Exercise directions: Leave every image out, and print the remaining lines below exactly.

Given records:
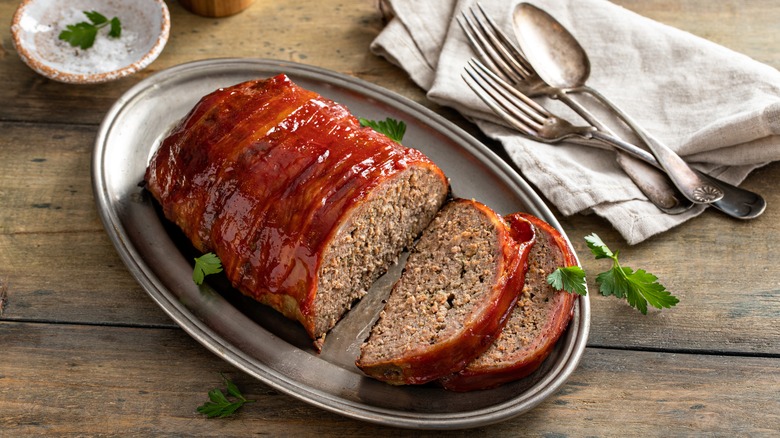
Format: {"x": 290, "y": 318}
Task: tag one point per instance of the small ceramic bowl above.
{"x": 37, "y": 25}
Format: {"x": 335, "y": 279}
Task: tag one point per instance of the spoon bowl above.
{"x": 558, "y": 57}
{"x": 549, "y": 47}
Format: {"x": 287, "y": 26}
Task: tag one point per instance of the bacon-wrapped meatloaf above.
{"x": 305, "y": 208}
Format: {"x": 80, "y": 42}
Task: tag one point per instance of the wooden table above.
{"x": 85, "y": 351}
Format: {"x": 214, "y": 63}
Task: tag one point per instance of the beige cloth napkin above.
{"x": 717, "y": 108}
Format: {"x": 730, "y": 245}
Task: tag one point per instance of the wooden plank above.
{"x": 132, "y": 381}
{"x": 50, "y": 232}
{"x": 336, "y": 39}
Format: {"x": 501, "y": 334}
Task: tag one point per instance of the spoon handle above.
{"x": 651, "y": 181}
{"x": 691, "y": 184}
{"x": 736, "y": 202}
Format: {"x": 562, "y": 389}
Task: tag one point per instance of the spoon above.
{"x": 560, "y": 60}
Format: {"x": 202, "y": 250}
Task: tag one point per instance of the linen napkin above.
{"x": 718, "y": 109}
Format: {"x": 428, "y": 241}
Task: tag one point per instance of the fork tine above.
{"x": 509, "y": 51}
{"x": 493, "y": 46}
{"x": 485, "y": 50}
{"x": 485, "y": 87}
{"x": 517, "y": 99}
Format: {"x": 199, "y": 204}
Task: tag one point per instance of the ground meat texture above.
{"x": 539, "y": 318}
{"x": 371, "y": 239}
{"x": 451, "y": 300}
{"x": 304, "y": 207}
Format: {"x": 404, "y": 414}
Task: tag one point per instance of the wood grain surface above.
{"x": 85, "y": 352}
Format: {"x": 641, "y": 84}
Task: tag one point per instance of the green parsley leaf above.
{"x": 96, "y": 17}
{"x": 79, "y": 35}
{"x": 570, "y": 279}
{"x": 116, "y": 28}
{"x": 219, "y": 406}
{"x": 639, "y": 287}
{"x": 83, "y": 34}
{"x": 390, "y": 127}
{"x": 206, "y": 264}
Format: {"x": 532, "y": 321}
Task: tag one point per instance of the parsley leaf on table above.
{"x": 390, "y": 127}
{"x": 83, "y": 34}
{"x": 639, "y": 287}
{"x": 219, "y": 406}
{"x": 206, "y": 264}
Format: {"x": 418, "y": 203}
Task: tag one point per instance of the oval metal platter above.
{"x": 256, "y": 339}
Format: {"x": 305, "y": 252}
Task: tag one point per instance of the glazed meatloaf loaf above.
{"x": 459, "y": 285}
{"x": 304, "y": 207}
{"x": 538, "y": 320}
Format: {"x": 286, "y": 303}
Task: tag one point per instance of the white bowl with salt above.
{"x": 128, "y": 36}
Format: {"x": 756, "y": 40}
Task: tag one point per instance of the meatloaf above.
{"x": 304, "y": 207}
{"x": 456, "y": 291}
{"x": 540, "y": 316}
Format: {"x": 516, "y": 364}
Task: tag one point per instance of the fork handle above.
{"x": 690, "y": 183}
{"x": 651, "y": 181}
{"x": 736, "y": 202}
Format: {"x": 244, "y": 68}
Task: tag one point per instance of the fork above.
{"x": 537, "y": 123}
{"x": 494, "y": 47}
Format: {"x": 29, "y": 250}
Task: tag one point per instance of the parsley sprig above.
{"x": 639, "y": 287}
{"x": 83, "y": 34}
{"x": 390, "y": 127}
{"x": 219, "y": 406}
{"x": 206, "y": 264}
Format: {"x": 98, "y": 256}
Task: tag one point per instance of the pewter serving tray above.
{"x": 256, "y": 339}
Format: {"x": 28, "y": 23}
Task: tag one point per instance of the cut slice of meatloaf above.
{"x": 454, "y": 295}
{"x": 540, "y": 317}
{"x": 304, "y": 207}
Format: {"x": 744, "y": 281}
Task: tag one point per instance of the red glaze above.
{"x": 450, "y": 355}
{"x": 562, "y": 308}
{"x": 262, "y": 173}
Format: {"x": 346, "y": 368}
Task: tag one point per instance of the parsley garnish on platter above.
{"x": 206, "y": 264}
{"x": 390, "y": 127}
{"x": 639, "y": 287}
{"x": 83, "y": 34}
{"x": 219, "y": 406}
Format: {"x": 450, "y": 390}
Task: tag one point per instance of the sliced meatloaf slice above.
{"x": 304, "y": 207}
{"x": 540, "y": 317}
{"x": 453, "y": 297}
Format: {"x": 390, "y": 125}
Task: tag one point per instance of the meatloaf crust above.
{"x": 541, "y": 315}
{"x": 304, "y": 207}
{"x": 454, "y": 295}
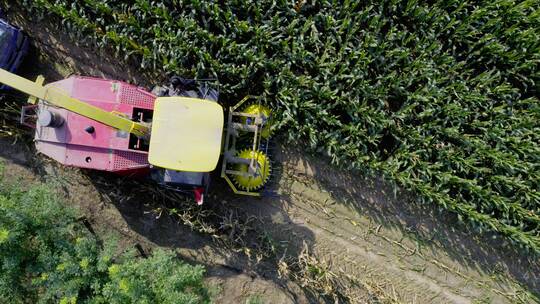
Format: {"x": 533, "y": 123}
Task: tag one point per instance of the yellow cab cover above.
{"x": 186, "y": 134}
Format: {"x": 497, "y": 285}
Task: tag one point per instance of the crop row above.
{"x": 439, "y": 96}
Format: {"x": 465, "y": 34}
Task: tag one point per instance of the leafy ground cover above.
{"x": 48, "y": 255}
{"x": 439, "y": 96}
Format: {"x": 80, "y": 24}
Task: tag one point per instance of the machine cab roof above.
{"x": 186, "y": 134}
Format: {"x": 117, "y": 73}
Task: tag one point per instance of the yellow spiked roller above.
{"x": 262, "y": 174}
{"x": 266, "y": 114}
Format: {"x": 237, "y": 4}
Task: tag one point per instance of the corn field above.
{"x": 441, "y": 97}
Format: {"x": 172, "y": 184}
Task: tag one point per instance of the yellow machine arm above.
{"x": 56, "y": 97}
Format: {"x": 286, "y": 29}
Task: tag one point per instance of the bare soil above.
{"x": 367, "y": 243}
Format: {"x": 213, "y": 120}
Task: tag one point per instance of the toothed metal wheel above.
{"x": 255, "y": 182}
{"x": 265, "y": 113}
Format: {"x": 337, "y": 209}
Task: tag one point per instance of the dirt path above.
{"x": 365, "y": 242}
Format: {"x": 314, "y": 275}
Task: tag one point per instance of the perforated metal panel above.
{"x": 123, "y": 160}
{"x": 133, "y": 96}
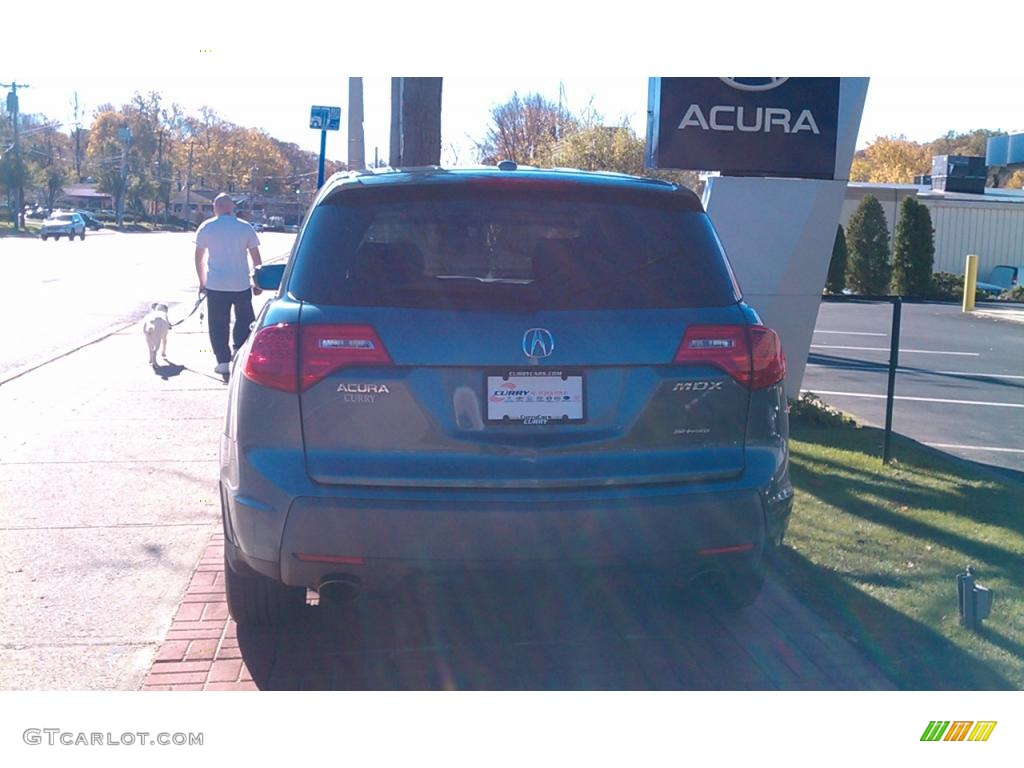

Task solution:
Format: {"x": 290, "y": 318}
Task: tag one point per instance of the small ceramic bowl above.
{"x": 37, "y": 25}
Format: {"x": 335, "y": 279}
Task: tag one point per instance of the spoon bowl above.
{"x": 558, "y": 57}
{"x": 549, "y": 47}
Format: {"x": 287, "y": 26}
Task: tag one point per instance of the bacon-wrapped meatloaf above.
{"x": 305, "y": 208}
Format: {"x": 80, "y": 42}
Task: tag one point per instance of the wooden table above.
{"x": 85, "y": 351}
Format: {"x": 214, "y": 63}
Task: tag one point per instance of the beige cloth napkin above.
{"x": 717, "y": 108}
Format: {"x": 730, "y": 245}
Task: tag one point per instance of the wooden plank above.
{"x": 132, "y": 381}
{"x": 50, "y": 232}
{"x": 336, "y": 39}
Format: {"x": 501, "y": 334}
Task: tag one point per instance of the spoon handle above.
{"x": 651, "y": 181}
{"x": 691, "y": 184}
{"x": 736, "y": 202}
Format: {"x": 562, "y": 389}
Task: tag one point per instance of the spoon above.
{"x": 560, "y": 60}
Format: {"x": 202, "y": 250}
Task: tag one point per instance of the linen napkin above.
{"x": 718, "y": 109}
Format: {"x": 428, "y": 241}
Task: tag one point per instance of the fork tine above.
{"x": 509, "y": 51}
{"x": 493, "y": 46}
{"x": 485, "y": 50}
{"x": 485, "y": 87}
{"x": 517, "y": 99}
Format: {"x": 199, "y": 204}
Task: tag one point per instance of the ground meat texture above.
{"x": 539, "y": 318}
{"x": 371, "y": 239}
{"x": 451, "y": 300}
{"x": 304, "y": 207}
Format: {"x": 404, "y": 414}
Task: tag one point per instance of the wood grain surface above.
{"x": 85, "y": 352}
Format: {"x": 641, "y": 84}
Task: tag one point per instance of the green parsley leaf above.
{"x": 96, "y": 17}
{"x": 79, "y": 35}
{"x": 570, "y": 279}
{"x": 116, "y": 28}
{"x": 219, "y": 406}
{"x": 639, "y": 287}
{"x": 83, "y": 34}
{"x": 390, "y": 127}
{"x": 206, "y": 264}
Format: {"x": 532, "y": 321}
Task: tag one point per instance of the parsley leaf on table above.
{"x": 390, "y": 127}
{"x": 83, "y": 34}
{"x": 639, "y": 287}
{"x": 219, "y": 406}
{"x": 206, "y": 264}
Format: {"x": 418, "y": 203}
Task: tag one point per instance of the oval metal platter above.
{"x": 256, "y": 339}
Format: {"x": 305, "y": 252}
Task: tag one point per instance of the glazed meatloaf loaf above.
{"x": 459, "y": 285}
{"x": 304, "y": 207}
{"x": 538, "y": 320}
Format: {"x": 286, "y": 303}
Task: tag one point per instance of the white bowl with salt above.
{"x": 128, "y": 36}
Format: {"x": 756, "y": 40}
Task: tag one point per instance of the meatloaf above.
{"x": 304, "y": 207}
{"x": 456, "y": 291}
{"x": 540, "y": 316}
Format: {"x": 516, "y": 364}
Task: tag one point per instance of the fork handle above.
{"x": 690, "y": 183}
{"x": 651, "y": 181}
{"x": 736, "y": 202}
Format: {"x": 244, "y": 68}
Task: tag one point per instance of the fork above.
{"x": 537, "y": 123}
{"x": 494, "y": 47}
Format: {"x": 29, "y": 250}
Task: tag one point per instance of the parsley sprig above.
{"x": 639, "y": 287}
{"x": 83, "y": 34}
{"x": 390, "y": 127}
{"x": 219, "y": 406}
{"x": 206, "y": 264}
Format: {"x": 98, "y": 256}
Task: tag one point per instance of the pewter serving tray above.
{"x": 256, "y": 339}
Format: {"x": 28, "y": 23}
Task: tag one point per instance of the cut slice of meatloaf above.
{"x": 454, "y": 295}
{"x": 540, "y": 317}
{"x": 304, "y": 207}
Format: {"x": 744, "y": 281}
Task: tag one point per instance of the red glaze above.
{"x": 450, "y": 355}
{"x": 562, "y": 308}
{"x": 262, "y": 173}
Format: {"x": 346, "y": 368}
Task: tag one point per instance of the parsley garnish on platter above.
{"x": 206, "y": 264}
{"x": 390, "y": 127}
{"x": 639, "y": 287}
{"x": 83, "y": 34}
{"x": 219, "y": 406}
Format: {"x": 450, "y": 390}
Task: tag one point per instance of the sliced meatloaf slice above.
{"x": 304, "y": 207}
{"x": 540, "y": 317}
{"x": 453, "y": 297}
Format: {"x": 390, "y": 125}
Task: tag one point per instance of the meatloaf crust above.
{"x": 541, "y": 315}
{"x": 304, "y": 207}
{"x": 454, "y": 295}
Format: {"x": 533, "y": 123}
Task: tag one point per instance of the yellow cab cover above.
{"x": 186, "y": 134}
Format: {"x": 497, "y": 285}
Task: tag one point per instance of the crop row above.
{"x": 439, "y": 96}
Format: {"x": 465, "y": 34}
Task: tag one point per instance of the leafy ground cover above.
{"x": 48, "y": 255}
{"x": 439, "y": 96}
Format: {"x": 80, "y": 24}
Task: tag one point per instance of the machine cab roof above.
{"x": 186, "y": 134}
Format: {"x": 117, "y": 73}
Task: tag one point per instance of the yellow spiked roller above.
{"x": 262, "y": 174}
{"x": 266, "y": 114}
Format: {"x": 237, "y": 4}
Task: tag one point per instance of the corn field above.
{"x": 441, "y": 97}
Format: {"x": 172, "y": 184}
Task: tag one point per instance of the yellow machine arm above.
{"x": 56, "y": 97}
Format: {"x": 286, "y": 29}
Task: tag one point per instance of the bare soil above.
{"x": 367, "y": 243}
Format: {"x": 213, "y": 120}
Task: tag one point per instance of the toothed metal wheel above.
{"x": 255, "y": 182}
{"x": 265, "y": 113}
Format: {"x": 337, "y": 209}
Task: tag one point per instance of the dirt path above.
{"x": 365, "y": 242}
Format: {"x": 314, "y": 275}
Task: tag one point per instance of the perforated metal panel above.
{"x": 123, "y": 160}
{"x": 133, "y": 96}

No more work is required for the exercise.